__Extract__.
******************************
The tribunal referred to what was said to have been expressed in common parlance as a “sliding scale” in respect of the reasonable satisfaction principle. Such a phrase is possibly ambiguous in suggesting that “the higher end of the scale” (to use the expression in paragraph 131 of the reasons) is virtually the criminal standard of proof. However, expressions such as “high end of the scale” are used in respect of proof of serious allegations in civil proceedings.[36] Given his familiarity with and exposition of the relevant principles in relation to the standard of proof to be applied by the tribunal, I do not accept that the third respondent was mistaken in his formulation of the standard to be applied.
[36]See, for example, Cross on Evidence Australian ed [9050].
The applicant argues in the alternative that if the tribunal did not err in its formulation of the standard of proof, a perusal of its reasons indicates that it erred in its actual application of that standard in its assessment of the evidence. This submission is said to be demonstrated by a consideration of:[37]
[37]Tribunal Decision [23].
“(a)the extent to which the decision is the result of an (sic) a search for reasons to have doubts about the general reliability of the evidence of witnesses, as relied upon by the Applicant;
(b)the extent to which the decision is a result of putting aside evidence from sources that were not completely independent of the complainants, expecting that corroboration was required and/or that this required evidence that was directly confirmatory of the allegation in question;
(c)the analysis of each of the aspects of the matter referred to below under the headings ‘Improper Exercise of Power – Unreasonable Decision’; and
(d)the manner of rejection of MacKinney’s evidence in respect of the Ludwig allegations and the rejection of the allegation supported by Grainger’s evidence and in respect of Alexander are each indicative of a ‘benefit of the doubt’ approach or at least the application of a higher standard of proof than balance of probabilities.” (citations omitted)
******************************
__Dataset__.
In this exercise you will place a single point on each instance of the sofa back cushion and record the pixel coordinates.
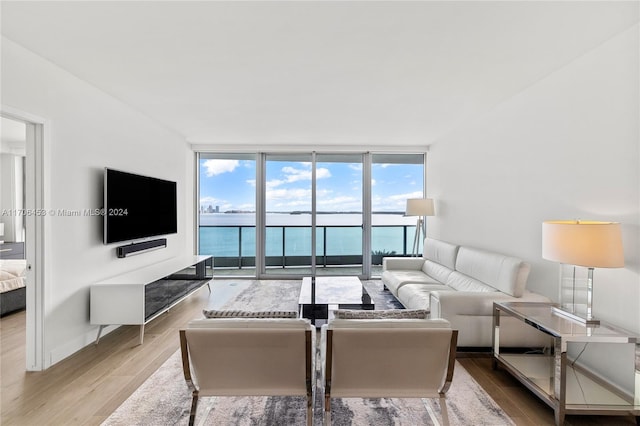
(462, 282)
(436, 271)
(440, 252)
(504, 273)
******************************
__Actions to take__.
1 - In the extract on the standard of proof, what phrase did the tribunal refer to as a common way of describing the reasonable satisfaction principle?
2 - Take the extract on the standard of proof further, picking up after its final quoted paragraph.

__Exercise results__.
1 - A "sliding scale."

2 -
These submissions invite consideration of the reasons as a whole and the particular aspects which the applicant relies upon in support of its contention that the decision to find that neither charge was substantiated is so unreasonable that no reasonable person could have made it.
Consideration of the reasons as a whole indicates that the tribunal adopted a rigorous approach to the evidence of witnesses upon which the applicant relied. But this does not necessarily demonstrate insistence upon proof beyond reasonable doubt. Rather than deal with the reasons globally, the preferable course is to focus upon particular aspects upon which the applicant relies and to determine whether they permit the conclusion to be reached that the tribunal’s conclusions could only have been reached by applying a standard of proof that was higher than the balance of probabilities. These aspects will be considered in the course of considering the other grounds of review.
Alleged insufficiency of reasons in respect of findings of use of justified or lawful force
The MTA, in dealing with the tribunal’s appellate jurisdiction, does not address the requirement of reasons. However, the parties accept that the tribunal had a duty to give reasons, and this position accords with authority.[38] The content of the duty to give reasons is circumscribed by the matters in issue between the parties.[39] The broad principle is that the decision-maker is required to give reasons which disclose what was taken into account and in what manner, and thus whether an error has been made.[40] Particular complaint is made by the applicant concerning the adequacy of reasons in respect of findings about the use of justified or lawful force in instances in which the tribunal found that the second respondent used force. Early in its reasons the tribunal discussed important legal issues concerning the extent of police power to use force. It canvassed matters such as the “Situational Use of Force Model” and aspects of police training before turning to relevant statutory provisions including the provision which is now s 615 of the Police Powers and Responsibilities Act 2000 and s 283 of the Criminal Code in relation to excessive force. Paragraph 80 of the reasons indicate that the extent of police power to use force was to be considered “in the context of each of the individual allegations against the second respondent.” The applicant correctly submits that in cases in which the second respondent was found to have used force it was necessary for the tribunal to identify a source of the power which justified its use. The applicant submits that the tribunal did not do so when providing its conclusions in respect of certain allegations.
[38]Res 1 v Medical Board of Queensland [2008] QCA 152 at [14].
[39]Ibid at [15].
[40]Cypressvale Pty Ltd v Retail Shop Lease Tribunal [1996] 2 Qd R 462 at 476–479, 482–485.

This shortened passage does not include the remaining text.